GIVEN ENTRIES =>

* start *

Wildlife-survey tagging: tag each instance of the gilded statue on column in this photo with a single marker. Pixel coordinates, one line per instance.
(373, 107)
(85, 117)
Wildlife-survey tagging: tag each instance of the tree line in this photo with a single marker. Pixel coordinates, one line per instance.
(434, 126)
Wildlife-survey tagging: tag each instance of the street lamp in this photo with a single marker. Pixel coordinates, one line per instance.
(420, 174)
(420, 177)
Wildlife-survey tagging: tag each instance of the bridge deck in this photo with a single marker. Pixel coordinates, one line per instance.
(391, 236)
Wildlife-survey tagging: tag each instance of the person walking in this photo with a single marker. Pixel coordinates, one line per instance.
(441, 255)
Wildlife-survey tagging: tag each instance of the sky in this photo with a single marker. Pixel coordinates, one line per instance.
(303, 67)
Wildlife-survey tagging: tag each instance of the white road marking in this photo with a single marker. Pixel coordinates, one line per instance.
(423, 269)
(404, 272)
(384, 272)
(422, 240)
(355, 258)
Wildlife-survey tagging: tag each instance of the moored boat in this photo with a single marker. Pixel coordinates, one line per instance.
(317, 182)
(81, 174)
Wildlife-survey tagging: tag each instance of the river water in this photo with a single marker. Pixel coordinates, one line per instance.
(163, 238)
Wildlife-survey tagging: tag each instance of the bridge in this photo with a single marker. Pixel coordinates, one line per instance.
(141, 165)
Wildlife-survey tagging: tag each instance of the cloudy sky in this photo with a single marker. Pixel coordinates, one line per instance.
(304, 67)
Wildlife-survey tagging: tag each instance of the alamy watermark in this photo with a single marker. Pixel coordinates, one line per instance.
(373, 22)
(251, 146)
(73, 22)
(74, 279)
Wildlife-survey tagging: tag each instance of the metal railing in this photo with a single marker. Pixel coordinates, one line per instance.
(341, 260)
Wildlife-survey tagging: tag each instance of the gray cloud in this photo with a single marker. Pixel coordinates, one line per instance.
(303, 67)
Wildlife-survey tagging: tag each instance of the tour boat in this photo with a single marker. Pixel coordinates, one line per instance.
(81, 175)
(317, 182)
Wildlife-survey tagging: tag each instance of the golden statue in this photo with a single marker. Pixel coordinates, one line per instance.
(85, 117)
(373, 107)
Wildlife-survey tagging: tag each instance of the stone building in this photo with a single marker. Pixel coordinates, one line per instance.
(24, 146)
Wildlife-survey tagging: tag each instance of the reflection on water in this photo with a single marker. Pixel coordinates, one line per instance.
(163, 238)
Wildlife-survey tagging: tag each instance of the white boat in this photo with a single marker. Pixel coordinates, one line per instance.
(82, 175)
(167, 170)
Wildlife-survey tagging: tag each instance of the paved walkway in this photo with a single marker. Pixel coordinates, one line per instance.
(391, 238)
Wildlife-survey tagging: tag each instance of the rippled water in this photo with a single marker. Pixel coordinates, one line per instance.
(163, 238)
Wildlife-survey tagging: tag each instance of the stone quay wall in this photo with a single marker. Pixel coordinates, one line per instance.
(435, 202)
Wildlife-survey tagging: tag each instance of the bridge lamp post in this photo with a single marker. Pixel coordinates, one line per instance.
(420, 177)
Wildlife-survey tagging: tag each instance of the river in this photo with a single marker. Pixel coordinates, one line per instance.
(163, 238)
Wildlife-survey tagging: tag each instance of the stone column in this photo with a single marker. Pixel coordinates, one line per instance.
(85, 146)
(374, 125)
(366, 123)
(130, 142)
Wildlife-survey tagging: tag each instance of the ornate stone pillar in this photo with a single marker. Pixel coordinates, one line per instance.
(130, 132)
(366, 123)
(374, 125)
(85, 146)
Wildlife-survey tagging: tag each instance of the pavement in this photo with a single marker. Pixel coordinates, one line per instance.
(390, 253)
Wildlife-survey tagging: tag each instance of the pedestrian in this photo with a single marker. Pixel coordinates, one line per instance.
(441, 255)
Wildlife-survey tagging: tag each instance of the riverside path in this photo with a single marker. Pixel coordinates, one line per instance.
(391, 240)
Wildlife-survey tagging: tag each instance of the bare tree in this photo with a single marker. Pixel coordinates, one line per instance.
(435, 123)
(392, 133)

* end *

Rewrite the listing above with every "Wildlife-survey tagging" changed to "Cityscape tagging" and all other text left unchanged.

TASK SOLUTION =>
Cityscape tagging: tag each instance of the gilded statue on column in this photo with a single marker. Pixel coordinates, one line per instance.
(373, 107)
(85, 117)
Cityscape tagging: tag each instance of the tree line in this photo with a single marker. Pixel coordinates, one line per instance.
(434, 126)
Cityscape tagging: tag each instance of the street lamp in this photo with a single marker. Pixel coordinates, one line per instance.
(420, 174)
(420, 177)
Cityscape tagging: tag each instance of the bridge deck in this photo with a single marker. Pixel coordinates, one line per instance.
(391, 236)
Cityscape tagging: tag each instance of the person walking in this photo with a single marker. Pixel coordinates, one line per instance.
(441, 255)
Cityscape tagging: tag each instance of the sky in this photo with a single marker. Pixel coordinates, one line per instance.
(303, 67)
Cityscape tagging: tag each instance of the white road marking in this photo with a single marker. Pixel coordinates, one line per instance.
(423, 269)
(404, 272)
(384, 272)
(422, 240)
(355, 258)
Cityscape tagging: tag each instance of the moored boat in this photo with a single marker. Pixel coordinates, one line per instance.
(317, 182)
(81, 174)
Cityscape tagging: tag each instance of the river water in this photo with a single marker. Pixel coordinates, one line per instance.
(163, 238)
Cityscape tagging: tag each instance of the bridge in this photo with a single marker. Pixel coordinates, one line per instance.
(141, 165)
Cityscape tagging: tag each instance of the cloudy sky in this photo with a single marker. Pixel coordinates, one line per instance.
(304, 67)
Cityscape tagging: tag each instance of the alamy watermark in this photo with a single marker. Pixel coordinates, one line per instance.
(373, 22)
(251, 146)
(73, 22)
(74, 279)
Cityscape tagging: tag each instance of the metal railing in this photo with a single marker. Pixel coordinates, one line per instance.
(341, 260)
Cityscape tagging: tag each instance of the gray cloud in this photo with a single marker. Pixel coordinates, one line per instance.
(303, 67)
Cityscape tagging: tag each instance of the tour boat in this photo with a single marker. Pixel coordinates, one line per instance.
(81, 175)
(317, 182)
Cityscape tagging: tag each instance of the golden statue in this photo with a single marker. Pixel coordinates, one line per instance.
(85, 117)
(373, 107)
Cityscape tagging: tag each instance of the stone building in this photo with a single marker. Pixel coordinates, one line per instance.
(24, 146)
Cityscape tagging: tag each instance of the reflection on water in this photo with a single marker. Pixel coordinates, one line per instance.
(163, 238)
Cityscape tagging: tag each instance of the white boat in this photo with a single marker. Pixel coordinates, one line per instance.
(82, 175)
(167, 170)
Cityscape tagging: tag each instance of the paved walkway in this photo with a single marker. Pixel coordinates, one line per instance.
(391, 238)
Cityscape tagging: tag each instance of the rippled water in this photo with a single marker. Pixel coordinates, one line per instance.
(163, 238)
Cityscape tagging: tag each instance of the stone quay wall in this photo with a single marker. Pixel coordinates, one line per instance.
(435, 202)
Cityscape tagging: tag each instance of the bridge lamp post in this photo with a single marker. Pixel coordinates, one line per instance.
(420, 177)
Cityscape tagging: tag each instance of the river in this photo with a single marker. Pixel coordinates, one line per instance.
(163, 238)
Cityscape tagging: tag each instance of the stone column in this photo with a single marker. Pixel coordinates, one line per instance.
(85, 146)
(374, 125)
(366, 123)
(130, 142)
Cityscape tagging: tag each instance of the ornate stone pillar in this photo with a single marker. Pixel coordinates, one line per instance.
(130, 132)
(366, 123)
(374, 125)
(85, 146)
Cityscape tagging: tag each instance of the pavement in this photo with a single marker. Pixel coordinates, one line per instance.
(390, 253)
Cityscape tagging: tag each instance of the pedestrian in this photo with a single marker. Pixel coordinates, one line per instance.
(441, 255)
Cityscape tagging: tag each instance of the riverside path in this photo with a single marker. Pixel coordinates, one line per instance.
(391, 240)
Cityscape tagging: tag each instance of the bare tree in this photo with a single marker. Pixel coordinates, one line per instance.
(435, 123)
(392, 133)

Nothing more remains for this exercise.